BEGIN Text passage

At least six Syrian people were killed in the massive warehouse explosion of Beirut on Tuesday as more than 100 people have lost their lives, according to activists and the Lebanese Red Cross.

Meanwhile, rescue workers are still digging through the rubble looking for survivors of the warehouse explosion that devastated many parts of Beirut, killing at least 100 people and injuring more than 4,000 in a toll that officials expected to rise.

An official with the Lebanese Red Cross said at least 100 people were killed and more than 4,000 were wounded. The official, George Kettaneh, said the toll could rise further.

It was unclear what caused the blast, which appeared to have been triggered by a fire and struck with the force of an earthquake. It was the most powerful explosion ever seen in the city, which was on the front lines of the 1975-1990 civil war and has endured conflicts with neighboring Israel and periodic bombings and terror attacks.

Lebanon was already on the brink of collapse amid a severe economic crisis that has ignited mass protests in recent months. Its hospitals are confronting a surge in coronavirus cases, and there were concerns the virus could spread further as people flooded into hospitals.
 
Witnesses reported seeing an orange cloud like that which appears when toxic nitrogen dioxide gas is released after an explosion involving nitrates.

Videos showed what looked like a fire erupting nearby just before, and local TV stations reported that a fireworks warehouse was involved. The fire appeared to spread to a nearby building, triggering the explosion, sending up a mushroom cloud and generating a shock wave.
 
The blast destroyed numerous apartment buildings, potentially leaving large numbers of people homeless at a time when many Lebanese have lost their jobs and seen their savings evaporate because of a currency crisis. The explosion also raises concerns about how Lebanon will continue to import nearly all of its vital goods with its main port devastated.

END Text passage
BEGIN Supplied material

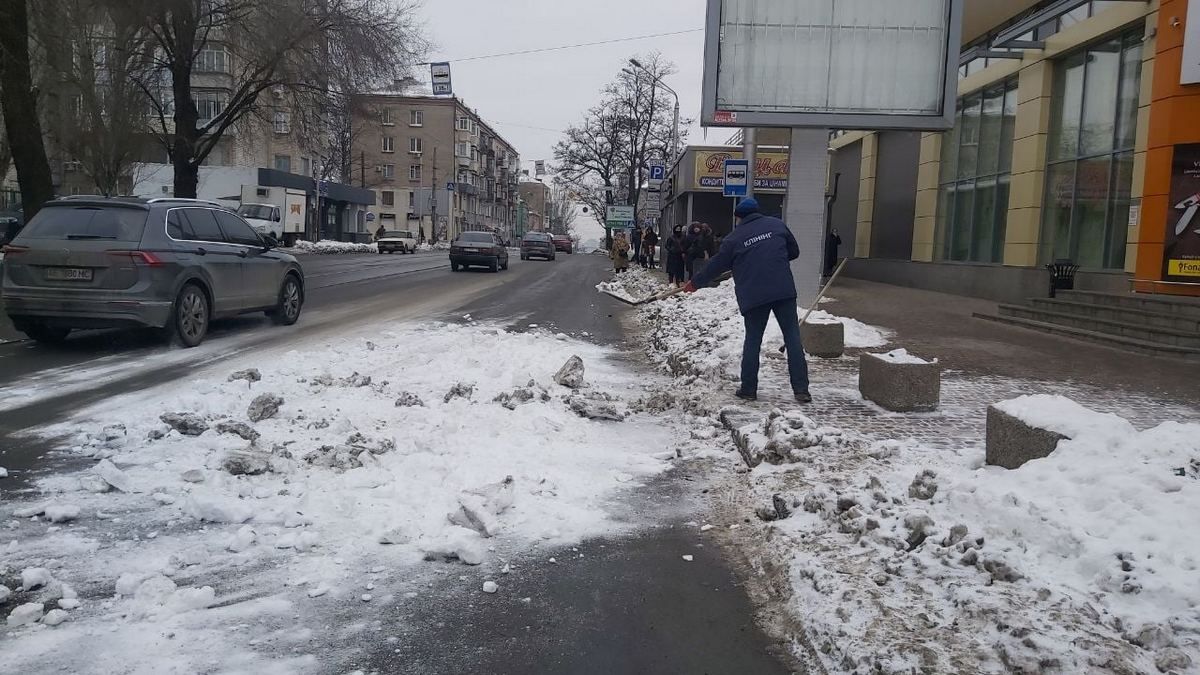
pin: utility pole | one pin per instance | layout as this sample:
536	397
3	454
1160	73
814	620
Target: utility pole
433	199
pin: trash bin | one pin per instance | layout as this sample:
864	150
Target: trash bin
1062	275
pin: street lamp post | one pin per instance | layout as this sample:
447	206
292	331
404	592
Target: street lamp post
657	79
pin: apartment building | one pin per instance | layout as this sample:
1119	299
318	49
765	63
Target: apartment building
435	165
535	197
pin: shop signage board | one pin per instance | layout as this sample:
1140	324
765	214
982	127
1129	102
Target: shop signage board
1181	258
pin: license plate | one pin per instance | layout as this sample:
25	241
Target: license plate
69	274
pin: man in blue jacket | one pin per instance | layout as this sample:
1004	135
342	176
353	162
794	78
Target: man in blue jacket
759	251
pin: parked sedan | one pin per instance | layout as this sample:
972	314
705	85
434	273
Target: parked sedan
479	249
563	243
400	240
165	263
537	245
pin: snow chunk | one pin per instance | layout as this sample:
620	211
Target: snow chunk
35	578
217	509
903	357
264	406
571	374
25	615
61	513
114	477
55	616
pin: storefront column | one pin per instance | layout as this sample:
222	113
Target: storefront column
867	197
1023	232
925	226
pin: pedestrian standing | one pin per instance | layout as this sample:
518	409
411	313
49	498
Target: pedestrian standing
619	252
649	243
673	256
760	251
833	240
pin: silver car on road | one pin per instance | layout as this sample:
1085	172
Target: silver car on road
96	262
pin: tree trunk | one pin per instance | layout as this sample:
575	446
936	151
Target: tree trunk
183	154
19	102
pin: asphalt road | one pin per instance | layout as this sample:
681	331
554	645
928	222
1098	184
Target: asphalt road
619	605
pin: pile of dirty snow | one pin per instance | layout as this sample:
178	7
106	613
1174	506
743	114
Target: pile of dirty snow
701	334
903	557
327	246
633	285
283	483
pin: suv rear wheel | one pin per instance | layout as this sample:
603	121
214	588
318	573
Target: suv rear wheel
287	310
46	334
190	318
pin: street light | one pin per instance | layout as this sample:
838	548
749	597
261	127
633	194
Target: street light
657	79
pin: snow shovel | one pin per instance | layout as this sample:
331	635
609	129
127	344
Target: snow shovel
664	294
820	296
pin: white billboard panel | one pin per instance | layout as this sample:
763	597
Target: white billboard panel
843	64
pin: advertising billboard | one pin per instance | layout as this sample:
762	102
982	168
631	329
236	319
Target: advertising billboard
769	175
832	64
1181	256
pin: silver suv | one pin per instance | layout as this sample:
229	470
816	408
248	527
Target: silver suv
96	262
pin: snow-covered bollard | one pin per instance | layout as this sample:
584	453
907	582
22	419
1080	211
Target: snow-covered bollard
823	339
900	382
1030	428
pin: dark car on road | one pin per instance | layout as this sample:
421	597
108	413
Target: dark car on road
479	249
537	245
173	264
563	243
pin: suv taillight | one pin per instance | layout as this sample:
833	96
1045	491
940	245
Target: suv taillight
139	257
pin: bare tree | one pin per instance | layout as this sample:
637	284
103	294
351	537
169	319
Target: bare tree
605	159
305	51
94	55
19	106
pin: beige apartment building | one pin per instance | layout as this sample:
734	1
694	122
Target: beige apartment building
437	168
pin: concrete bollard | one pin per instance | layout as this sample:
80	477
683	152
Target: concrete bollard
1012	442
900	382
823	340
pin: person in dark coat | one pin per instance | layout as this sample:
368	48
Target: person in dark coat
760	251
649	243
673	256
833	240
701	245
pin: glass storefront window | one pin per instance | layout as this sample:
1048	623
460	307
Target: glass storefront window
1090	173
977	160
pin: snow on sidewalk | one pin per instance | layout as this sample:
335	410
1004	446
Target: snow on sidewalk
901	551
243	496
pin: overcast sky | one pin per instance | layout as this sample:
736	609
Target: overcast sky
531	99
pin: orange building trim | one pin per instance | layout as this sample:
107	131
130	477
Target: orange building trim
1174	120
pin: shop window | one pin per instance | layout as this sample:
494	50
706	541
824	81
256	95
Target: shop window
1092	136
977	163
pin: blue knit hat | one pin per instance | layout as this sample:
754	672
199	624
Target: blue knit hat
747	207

END Supplied material

■ Problems to work on
1. From the Beirut explosion report, transcribe the passage starting with "Lebanon was already" and going on through "flooded into hospitals.".
2. Rewrite the paragraph in the Beirut explosion report that begins "The blast destroyed numerous apartment buildings" as a short bulleted list of its main facts.
3. In the Beirut explosion report, what is the name of the Lebanese Red Cross official who gave the casualty figures?

■ Answers by item number
1.
Lebanon was already on the brink of collapse amid a severe economic crisis that has ignited mass protests in recent months. Its hospitals are confronting a surge in coronavirus cases, and there were concerns the virus could spread further as people flooded into hospitals.

2.
- The blast destroyed many apartment buildings and could leave large numbers of people homeless.
- This comes as many Lebanese have lost their jobs and seen their savings vanish in a currency crisis.
- With its main port devastated, it is unclear how Lebanon will keep importing nearly all of its vital goods.

3. George Kettaneh.